* **Problem to work on**
Please continue the passage on media development in Afghanistan from the point where it stops.

* **Document segment**
-*-
A viable and free media in Afghanistan is widely recognized by the international community and Afghans themselves as a top priority in the reconstruction of one of the world's poorest and most war-ravaged countries. Yet Western donors have also come to see that conditions in Afghanistan have meant both scaling back expectations and adapting to realities on the ground. When governments pledged $5.2 billion in assistance for Afghanistan in 2002, with $3.8 billion to be given in the form of grants, media development was envisioned as an important, albeit secondary priority. Millions of dollars have now been spent to reform or create media since the war, yet money alone has not been able to surmount basic logistical difficulties and philosophical differences.

So far, the United States, England, France, Germany, the Netherlands, Denmark, and other countries, as well as UNESCO and other UN agencies, have all contributed millions to media assistance in Afghanistan. With so many diverse projects and differing definitions of what constitutes a "media" project (some humanitarian reconstruction projects contain media infrastructure), it is difficult to assess how much of the aid packages worked out by the West really target media issues, and of that figure, how much has gone directly to subsidizing local Afghanistan media.

Noah Miller, currently business manager of Internews Afghanistan, a U.S.-based media-assistance nongovernmental organization, is working to make local media sustainable. As a graduate student last year at the London-based Stanhope Center for Communications Policy Research, he published a study of Afghan media-development issues. Miller cited the Afghan Assistance Coordination Authority's database of 31 media-assistance projects with funding requests totaling $56.8 million. But he found that the requests had generated donor commitments of only $29.8 million, of which only $4.7 million was disbursed at that time, that is actually transferred into accounts to which grantees can gain access.

Furthermore, of the $4.7 million, Miller found that $2.22 million was spent repairing facilities damaged during the U.S.-led 2001 bombing campaign or on radio broadcasts providing information on relief operations and the Loya Jirga, rather than on local community-news development. More funds have flowed since Miller's study last year, but the time lag between requests and expenditures and the difficulties of getting projects going and sustained in Afghanistan mean that such programs cannot be assessed only by their budget line at donors' conferences.

Last year, the U.S. military distributed 200,000 free transistor radios -- an indication of the very basic needs of Afghanistan, which differ considerably from nearby Central Asian countries and even some African developing nations. With only about 36 percent of the population literate and with the country's poorly developed infrastructure, radio remains by far the most popular medium. Many areas still lack electricity and television sets, so reaching most the population through television is not an option.

About 37 percent of the population, or 7.5 million Afghans, listen to the radio, Internews reports. Another Internews survey found that 24 percent of rural Afghans can be reached by local radio or television stations, although many households do not have electricity and the number of those who possess radios and batteries is not known.

In addition to the reformed government-broadcasting system, Radio Arman, the first independent station, was launched in 2003. Some conservatives were outraged that "young girls can be heard laughing on the air," according to the Paris-based Reporters Without Borders (RSF), a nongovernmental press-freedom group. The station grew popular in what an Afghan journalist told RSF was a "radio-centric" country, and others soon followed.
-*-
* **Recorded data**
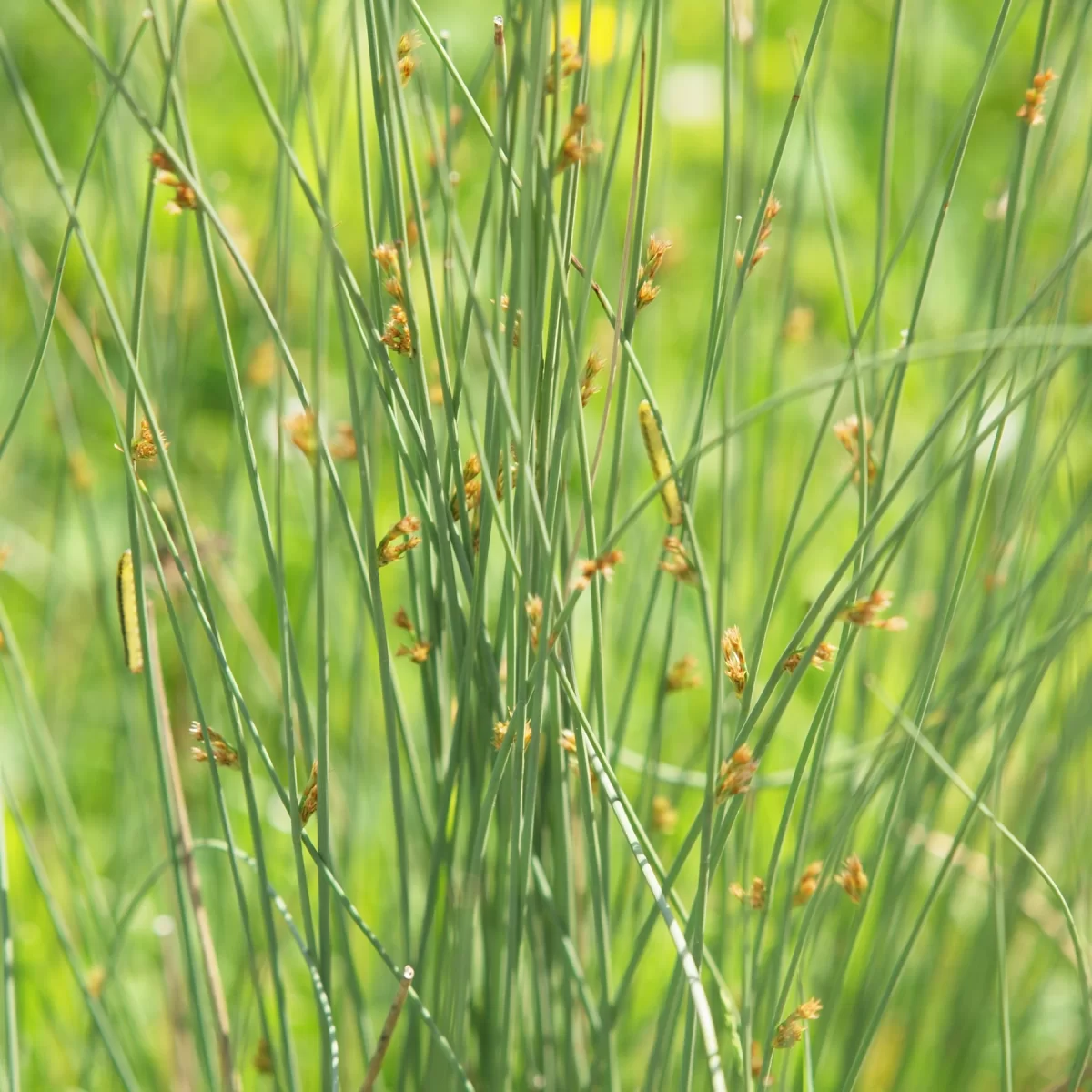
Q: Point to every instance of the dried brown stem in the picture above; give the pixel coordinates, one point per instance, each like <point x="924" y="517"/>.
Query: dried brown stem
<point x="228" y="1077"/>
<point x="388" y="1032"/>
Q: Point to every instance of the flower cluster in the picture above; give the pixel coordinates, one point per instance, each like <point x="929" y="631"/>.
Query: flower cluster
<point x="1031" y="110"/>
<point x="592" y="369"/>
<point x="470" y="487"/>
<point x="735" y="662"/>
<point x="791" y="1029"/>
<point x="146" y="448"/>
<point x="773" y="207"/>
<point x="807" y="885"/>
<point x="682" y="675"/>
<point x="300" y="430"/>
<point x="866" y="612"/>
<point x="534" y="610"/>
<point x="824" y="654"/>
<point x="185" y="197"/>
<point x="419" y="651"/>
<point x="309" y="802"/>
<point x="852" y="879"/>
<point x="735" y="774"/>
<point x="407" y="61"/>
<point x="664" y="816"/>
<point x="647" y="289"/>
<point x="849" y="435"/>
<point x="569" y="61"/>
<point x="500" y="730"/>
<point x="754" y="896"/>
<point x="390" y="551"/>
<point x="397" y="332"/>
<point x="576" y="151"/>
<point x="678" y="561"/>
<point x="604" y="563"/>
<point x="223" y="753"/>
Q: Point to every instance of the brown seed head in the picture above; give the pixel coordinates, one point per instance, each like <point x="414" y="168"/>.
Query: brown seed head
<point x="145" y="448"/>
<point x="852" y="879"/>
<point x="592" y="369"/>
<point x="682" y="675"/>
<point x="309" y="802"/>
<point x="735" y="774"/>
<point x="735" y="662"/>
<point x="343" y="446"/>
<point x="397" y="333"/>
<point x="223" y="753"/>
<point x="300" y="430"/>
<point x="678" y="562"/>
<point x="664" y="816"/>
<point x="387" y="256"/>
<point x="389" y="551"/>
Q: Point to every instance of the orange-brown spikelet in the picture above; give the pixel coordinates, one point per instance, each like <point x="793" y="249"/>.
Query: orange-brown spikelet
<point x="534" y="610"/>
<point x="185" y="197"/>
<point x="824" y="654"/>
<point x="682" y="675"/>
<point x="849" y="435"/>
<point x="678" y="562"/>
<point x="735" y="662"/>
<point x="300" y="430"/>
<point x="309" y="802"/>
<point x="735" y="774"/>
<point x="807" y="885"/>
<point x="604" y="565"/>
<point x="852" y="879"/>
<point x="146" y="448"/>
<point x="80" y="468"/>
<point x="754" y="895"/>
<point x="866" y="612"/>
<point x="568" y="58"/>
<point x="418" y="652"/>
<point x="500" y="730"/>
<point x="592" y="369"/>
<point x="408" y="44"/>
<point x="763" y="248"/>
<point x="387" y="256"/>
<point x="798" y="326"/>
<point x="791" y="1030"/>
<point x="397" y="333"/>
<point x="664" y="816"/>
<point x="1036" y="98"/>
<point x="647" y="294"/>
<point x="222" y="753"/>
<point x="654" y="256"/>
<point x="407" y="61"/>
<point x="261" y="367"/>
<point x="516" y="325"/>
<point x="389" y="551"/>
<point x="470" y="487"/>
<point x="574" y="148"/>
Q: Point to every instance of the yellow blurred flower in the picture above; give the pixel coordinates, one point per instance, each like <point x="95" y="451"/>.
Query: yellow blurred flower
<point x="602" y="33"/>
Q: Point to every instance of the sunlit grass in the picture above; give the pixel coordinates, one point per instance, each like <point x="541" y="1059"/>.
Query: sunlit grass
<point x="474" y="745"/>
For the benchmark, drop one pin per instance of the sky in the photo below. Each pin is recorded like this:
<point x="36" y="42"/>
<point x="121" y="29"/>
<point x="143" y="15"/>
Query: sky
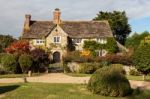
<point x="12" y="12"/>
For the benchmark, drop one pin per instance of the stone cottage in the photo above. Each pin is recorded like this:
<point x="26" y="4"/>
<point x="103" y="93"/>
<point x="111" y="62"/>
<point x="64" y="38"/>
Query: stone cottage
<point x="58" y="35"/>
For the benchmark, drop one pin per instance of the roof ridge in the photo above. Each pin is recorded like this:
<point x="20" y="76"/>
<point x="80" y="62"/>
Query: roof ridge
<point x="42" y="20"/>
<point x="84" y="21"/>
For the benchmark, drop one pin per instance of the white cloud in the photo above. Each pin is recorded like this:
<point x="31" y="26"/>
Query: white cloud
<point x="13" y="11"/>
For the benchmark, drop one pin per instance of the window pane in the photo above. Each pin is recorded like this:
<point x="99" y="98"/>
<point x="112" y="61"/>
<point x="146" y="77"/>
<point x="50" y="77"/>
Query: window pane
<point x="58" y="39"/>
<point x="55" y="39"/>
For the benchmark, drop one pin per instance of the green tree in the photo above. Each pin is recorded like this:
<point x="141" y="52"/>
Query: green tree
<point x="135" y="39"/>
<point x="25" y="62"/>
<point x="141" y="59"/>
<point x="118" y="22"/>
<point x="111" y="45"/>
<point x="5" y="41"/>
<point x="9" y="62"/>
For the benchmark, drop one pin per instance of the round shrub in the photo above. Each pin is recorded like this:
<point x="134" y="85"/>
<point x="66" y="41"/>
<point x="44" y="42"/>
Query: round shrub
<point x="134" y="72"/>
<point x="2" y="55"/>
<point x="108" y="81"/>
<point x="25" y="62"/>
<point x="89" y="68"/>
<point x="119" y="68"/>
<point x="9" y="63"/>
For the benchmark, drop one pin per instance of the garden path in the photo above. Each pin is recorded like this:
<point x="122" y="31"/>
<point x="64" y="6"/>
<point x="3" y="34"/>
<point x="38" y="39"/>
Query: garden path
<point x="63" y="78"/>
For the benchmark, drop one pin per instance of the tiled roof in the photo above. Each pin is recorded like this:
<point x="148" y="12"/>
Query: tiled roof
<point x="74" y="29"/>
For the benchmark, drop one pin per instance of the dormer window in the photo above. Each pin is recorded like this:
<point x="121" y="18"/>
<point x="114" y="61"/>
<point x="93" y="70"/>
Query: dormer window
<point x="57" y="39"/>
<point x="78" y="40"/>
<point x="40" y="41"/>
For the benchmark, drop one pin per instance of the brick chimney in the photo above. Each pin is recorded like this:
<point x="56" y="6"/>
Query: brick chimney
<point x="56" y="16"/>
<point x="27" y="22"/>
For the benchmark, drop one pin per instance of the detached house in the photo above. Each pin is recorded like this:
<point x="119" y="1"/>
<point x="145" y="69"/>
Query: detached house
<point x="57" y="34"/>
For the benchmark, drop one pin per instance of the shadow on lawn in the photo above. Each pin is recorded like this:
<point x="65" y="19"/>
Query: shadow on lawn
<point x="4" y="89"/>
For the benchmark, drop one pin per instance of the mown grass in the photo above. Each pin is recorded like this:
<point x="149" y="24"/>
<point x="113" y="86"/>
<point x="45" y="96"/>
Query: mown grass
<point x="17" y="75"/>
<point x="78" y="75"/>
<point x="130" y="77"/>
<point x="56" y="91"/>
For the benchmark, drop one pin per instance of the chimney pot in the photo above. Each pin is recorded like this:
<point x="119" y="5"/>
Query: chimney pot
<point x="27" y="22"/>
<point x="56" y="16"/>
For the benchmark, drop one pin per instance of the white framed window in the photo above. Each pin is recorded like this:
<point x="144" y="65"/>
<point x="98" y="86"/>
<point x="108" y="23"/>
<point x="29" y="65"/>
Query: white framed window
-*-
* **Task result**
Internews has now set up 14 radio stations across Afghanistan with funding from the United States Agency for International Development's Office of Transitional Initiatives. Additional support from Germany has been provided for such Internews activities as a publication called "Media Monitor," which tracks press-freedom violations and development issues for the local media community and the general public.

In July 2003, Internews asked station managers across the country to map the footprint of their radio stations. They found there is a disparity between urban and rural listeners. International broadcasters such as VOA, RFE/RL, the BBC, and Deutsche Welle have all organized programming for Afghanistan. In a study of Afghan media prepared last year called "Afghan Media Landscape," the Baltic Media Center (BMC), based in Denmark and implementing programs in Afghanistan, says that for now international stations "provide pluralism in a country where private broadcasting can hardly survive." Without a thriving, independent business sector, advertising cannot flourish, the report noted. The BMC is concerned that international projects might inadvertently displace domestic efforts that also need support. "In a midterm perspective, the immense competition from these [foreign] radios will threaten both Radio Afghanistan and possibly Afghan private initiatives," the BMC study worries.

Such concerns, however, might be misplaced. Although foreign stations have considerable audiences, when Internews conducted a survey last year of 2,000 radio sets, they found that 80 percent were tuned to the two Afghan independent radio stations, which feature mainly Indian, Afghan, and Western music with some news programming.

As with other areas of support for fledgling civil society and liberal institutions, media developers have to face the reality that journalism as a profession is not established or protected in Afghanistan. In its annual report, RSF describes as "old enemies" of the press "warlords, conservatives, and the Taliban." RSF and the U.S.-based Committee to Protect Journalists (CPJ) have tracked dozens of cases of threats, harassment, and even murder of Afghan journalists for their work.

With the history of suppression of women's rights in Afghanistan, donors have also focused heavily on building the capacity of women to access and use journalism training and to participate in broadcasting. Internews and other media-assistance providers have found that radio listening is a male-dominated activity, and broadcasts came at times of the day that are not convenient for some listeners.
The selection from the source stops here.